GOAL: Format the items below as a Markdown table with two columns, Row and Line, giving each line its own numbered row and skipping blank lines. Leave the pictures out of the answer.

(Dataset excerpt)
=-=-=
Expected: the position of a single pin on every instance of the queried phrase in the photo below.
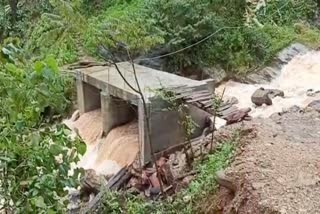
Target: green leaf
(38, 66)
(50, 211)
(52, 64)
(39, 202)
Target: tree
(13, 7)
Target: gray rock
(260, 97)
(312, 93)
(293, 50)
(216, 73)
(264, 96)
(315, 105)
(265, 75)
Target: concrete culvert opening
(112, 120)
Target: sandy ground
(276, 168)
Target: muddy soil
(276, 168)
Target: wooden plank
(200, 98)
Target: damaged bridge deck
(103, 87)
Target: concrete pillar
(88, 96)
(114, 111)
(211, 85)
(165, 128)
(145, 154)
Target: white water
(301, 74)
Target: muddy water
(106, 155)
(296, 78)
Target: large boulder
(315, 105)
(264, 96)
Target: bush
(34, 158)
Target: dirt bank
(276, 168)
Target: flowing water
(106, 155)
(296, 78)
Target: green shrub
(34, 158)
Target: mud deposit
(276, 168)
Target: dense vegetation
(37, 36)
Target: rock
(267, 74)
(237, 116)
(154, 180)
(225, 181)
(185, 181)
(312, 93)
(275, 93)
(155, 191)
(264, 96)
(216, 73)
(315, 105)
(291, 51)
(260, 97)
(74, 201)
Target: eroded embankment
(276, 169)
(106, 155)
(300, 75)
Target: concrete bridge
(103, 87)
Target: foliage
(185, 201)
(34, 158)
(27, 14)
(125, 23)
(56, 32)
(29, 93)
(34, 169)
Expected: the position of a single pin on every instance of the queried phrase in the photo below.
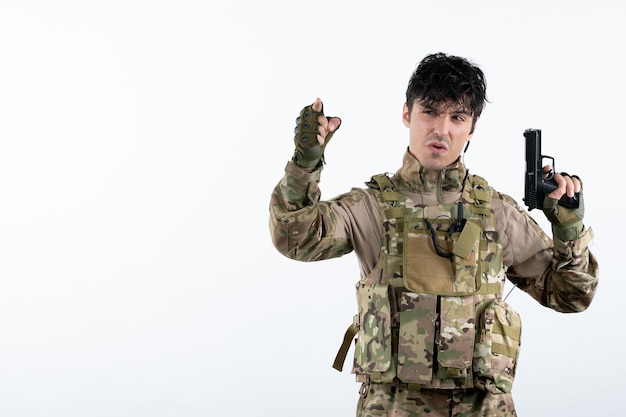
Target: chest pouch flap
(436, 261)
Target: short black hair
(441, 78)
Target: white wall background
(140, 142)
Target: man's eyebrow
(462, 110)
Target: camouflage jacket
(559, 275)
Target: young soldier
(435, 245)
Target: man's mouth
(438, 147)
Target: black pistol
(536, 186)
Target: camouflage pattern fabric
(561, 275)
(396, 400)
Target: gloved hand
(567, 224)
(313, 131)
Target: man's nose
(442, 125)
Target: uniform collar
(413, 176)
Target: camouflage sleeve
(561, 275)
(302, 227)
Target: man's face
(437, 135)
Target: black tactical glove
(309, 153)
(567, 224)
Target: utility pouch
(372, 353)
(452, 267)
(497, 348)
(416, 338)
(457, 336)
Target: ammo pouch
(497, 347)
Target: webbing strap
(502, 349)
(345, 346)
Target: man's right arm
(301, 227)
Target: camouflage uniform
(434, 335)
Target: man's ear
(406, 115)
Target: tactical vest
(431, 313)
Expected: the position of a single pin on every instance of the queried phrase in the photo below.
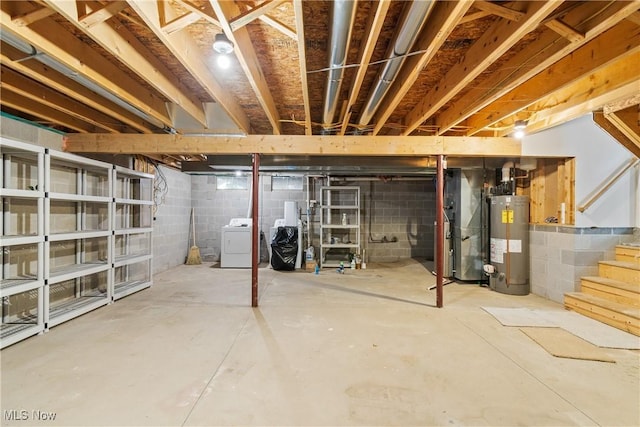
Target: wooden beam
(254, 13)
(442, 21)
(103, 13)
(43, 112)
(246, 55)
(53, 39)
(612, 129)
(566, 31)
(28, 18)
(349, 145)
(181, 22)
(548, 49)
(297, 8)
(37, 92)
(501, 11)
(484, 52)
(374, 26)
(120, 43)
(608, 84)
(36, 70)
(185, 49)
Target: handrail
(595, 196)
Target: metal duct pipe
(342, 19)
(412, 22)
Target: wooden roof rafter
(246, 55)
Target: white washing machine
(236, 244)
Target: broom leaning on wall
(194, 252)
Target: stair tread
(613, 283)
(623, 264)
(604, 303)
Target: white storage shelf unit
(22, 282)
(339, 224)
(76, 235)
(132, 225)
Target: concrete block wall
(171, 220)
(560, 256)
(215, 208)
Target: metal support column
(439, 230)
(254, 231)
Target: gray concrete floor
(364, 348)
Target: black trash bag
(284, 249)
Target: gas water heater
(508, 267)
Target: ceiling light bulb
(222, 44)
(223, 61)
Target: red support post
(439, 255)
(255, 238)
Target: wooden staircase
(613, 297)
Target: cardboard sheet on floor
(591, 330)
(561, 343)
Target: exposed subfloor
(364, 348)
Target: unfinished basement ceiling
(147, 67)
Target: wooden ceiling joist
(37, 92)
(297, 8)
(253, 14)
(537, 57)
(608, 84)
(52, 39)
(102, 13)
(44, 113)
(11, 57)
(119, 42)
(442, 21)
(185, 50)
(497, 40)
(349, 145)
(246, 55)
(613, 45)
(501, 11)
(374, 26)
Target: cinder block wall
=-=-=
THE SOLUTION:
| Row | Line |
|---|---|
| 1 | Expected: the position of a single pin on every instance of the queried phrase in the photo below. |
| 2 | Target: green leaf |
| 3 | (38, 66) |
| 4 | (50, 211) |
| 5 | (52, 64) |
| 6 | (39, 202) |
| 7 | Target: tree |
| 8 | (13, 7) |
| 9 | Target: gray rock |
| 10 | (260, 97) |
| 11 | (312, 93) |
| 12 | (293, 50) |
| 13 | (216, 73) |
| 14 | (264, 96) |
| 15 | (315, 105) |
| 16 | (265, 75) |
| 17 | Target: concrete culvert opening |
| 18 | (112, 120) |
| 19 | Target: sandy ground |
| 20 | (276, 168) |
| 21 | Target: muddy soil |
| 22 | (276, 168) |
| 23 | Target: wooden plank |
| 24 | (200, 98) |
| 25 | Target: damaged bridge deck |
| 26 | (103, 87) |
| 27 | Target: concrete pillar |
| 28 | (88, 96) |
| 29 | (114, 111) |
| 30 | (211, 85) |
| 31 | (165, 128) |
| 32 | (145, 154) |
| 33 | Target: white water |
| 34 | (301, 74) |
| 35 | Target: muddy water |
| 36 | (106, 155) |
| 37 | (296, 78) |
| 38 | Target: large boulder |
| 39 | (315, 105) |
| 40 | (264, 96) |
| 41 | Target: bush |
| 42 | (34, 158) |
| 43 | Target: dirt bank |
| 44 | (276, 168) |
| 45 | Target: flowing water |
| 46 | (106, 155) |
| 47 | (296, 78) |
| 48 | Target: green shrub |
| 49 | (34, 158) |
| 50 | Target: mud deposit |
| 51 | (276, 168) |
| 52 | Target: dense vegetation |
| 53 | (37, 36) |
| 54 | Target: rock |
| 55 | (267, 74) |
| 56 | (237, 116) |
| 57 | (154, 180) |
| 58 | (225, 181) |
| 59 | (185, 181) |
| 60 | (312, 93) |
| 61 | (275, 93) |
| 62 | (155, 191) |
| 63 | (264, 96) |
| 64 | (216, 73) |
| 65 | (315, 105) |
| 66 | (291, 51) |
| 67 | (260, 97) |
| 68 | (74, 201) |
| 69 | Target: eroded embankment |
| 70 | (276, 169) |
| 71 | (106, 155) |
| 72 | (300, 75) |
| 73 | Target: concrete bridge |
| 74 | (103, 87) |
| 75 | Target: foliage |
| 76 | (185, 201) |
| 77 | (34, 158) |
| 78 | (27, 14) |
| 79 | (125, 23) |
| 80 | (56, 32) |
| 81 | (29, 93) |
| 82 | (34, 169) |
| 83 | Expected: the position of a single pin on every instance of the queried phrase in the photo below. |
| 84 | Target: chest pouch flap |
| 85 | (436, 261) |
| 86 | Target: short black hair |
| 87 | (441, 78) |
| 88 | Target: white wall background |
| 89 | (140, 142) |
| 90 | Target: man's eyebrow |
| 91 | (462, 110) |
| 92 | Target: camouflage jacket |
| 93 | (559, 275) |
| 94 | Target: young soldier |
| 95 | (435, 245) |
| 96 | Target: man's mouth |
| 97 | (438, 147) |
| 98 | Target: black pistol |
| 99 | (536, 186) |
| 100 | Target: camouflage pattern fabric |
| 101 | (561, 275) |
| 102 | (396, 400) |
| 103 | Target: gloved hand |
| 104 | (567, 224) |
| 105 | (313, 131) |
| 106 | Target: man's nose |
| 107 | (442, 125) |
| 108 | Target: uniform collar |
| 109 | (413, 176) |
| 110 | Target: camouflage sleeve |
| 111 | (561, 275) |
| 112 | (302, 227) |
| 113 | Target: man's face |
| 114 | (437, 135) |
| 115 | Target: black tactical glove |
| 116 | (309, 153) |
| 117 | (567, 224) |
| 118 | Target: utility pouch |
| 119 | (372, 353) |
| 120 | (452, 267) |
| 121 | (497, 348) |
| 122 | (416, 338) |
| 123 | (457, 336) |
| 124 | Target: ammo pouch |
| 125 | (497, 347) |
| 126 | Target: webbing strap |
| 127 | (502, 349) |
| 128 | (345, 346) |
| 129 | Target: man's right arm |
| 130 | (301, 227) |
| 131 | Target: camouflage uniform |
| 132 | (434, 335) |
| 133 | Target: man's ear |
| 134 | (406, 115) |
| 135 | Target: tactical vest |
| 136 | (431, 313) |
| 137 | Expected: the position of a single pin on every instance of the queried phrase in the photo below. |
| 138 | Target: wooden beam |
| 139 | (254, 13) |
| 140 | (442, 21) |
| 141 | (103, 13) |
| 142 | (43, 112) |
| 143 | (246, 55) |
| 144 | (53, 39) |
| 145 | (612, 129) |
| 146 | (566, 31) |
| 147 | (28, 18) |
| 148 | (349, 145) |
| 149 | (181, 22) |
| 150 | (548, 49) |
| 151 | (297, 8) |
| 152 | (37, 92) |
| 153 | (501, 11) |
| 154 | (484, 52) |
| 155 | (374, 26) |
| 156 | (120, 43) |
| 157 | (608, 84) |
| 158 | (36, 70) |
| 159 | (185, 49) |
| 160 | Target: handrail |
| 161 | (595, 196) |
| 162 | Target: metal duct pipe |
| 163 | (342, 19) |
| 164 | (412, 22) |
| 165 | Target: wooden roof rafter |
| 166 | (246, 55) |
| 167 | Target: white washing machine |
| 168 | (236, 244) |
| 169 | Target: broom leaning on wall |
| 170 | (194, 252) |
| 171 | Target: stair tread |
| 172 | (613, 283) |
| 173 | (623, 264) |
| 174 | (604, 303) |
| 175 | Target: white storage shelf unit |
| 176 | (22, 282) |
| 177 | (339, 224) |
| 178 | (76, 235) |
| 179 | (132, 225) |
| 180 | Target: concrete block wall |
| 181 | (171, 220) |
| 182 | (560, 256) |
| 183 | (215, 208) |
| 184 | Target: metal support column |
| 185 | (439, 230) |
| 186 | (254, 231) |
| 187 | Target: gray concrete floor |
| 188 | (364, 348) |
| 189 | Target: black trash bag |
| 190 | (284, 249) |
| 191 | Target: gas water heater |
| 192 | (508, 267) |
| 193 | Target: ceiling light bulb |
| 194 | (222, 44) |
| 195 | (223, 61) |
| 196 | Target: red support post |
| 197 | (439, 255) |
| 198 | (255, 238) |
| 199 | Target: wooden staircase |
| 200 | (613, 297) |
| 201 | Target: cardboard sheet on floor |
| 202 | (591, 330) |
| 203 | (561, 343) |
| 204 | Target: exposed subfloor |
| 205 | (364, 348) |
| 206 | Target: unfinished basement ceiling |
| 207 | (147, 67) |
| 208 | Target: wooden ceiling joist |
| 209 | (37, 92) |
| 210 | (297, 8) |
| 211 | (253, 14) |
| 212 | (537, 57) |
| 213 | (608, 84) |
| 214 | (52, 39) |
| 215 | (102, 13) |
| 216 | (44, 113) |
| 217 | (11, 57) |
| 218 | (119, 42) |
| 219 | (442, 21) |
| 220 | (185, 50) |
| 221 | (497, 40) |
| 222 | (349, 145) |
| 223 | (246, 55) |
| 224 | (613, 45) |
| 225 | (501, 11) |
| 226 | (374, 26) |
| 227 | Target: cinder block wall |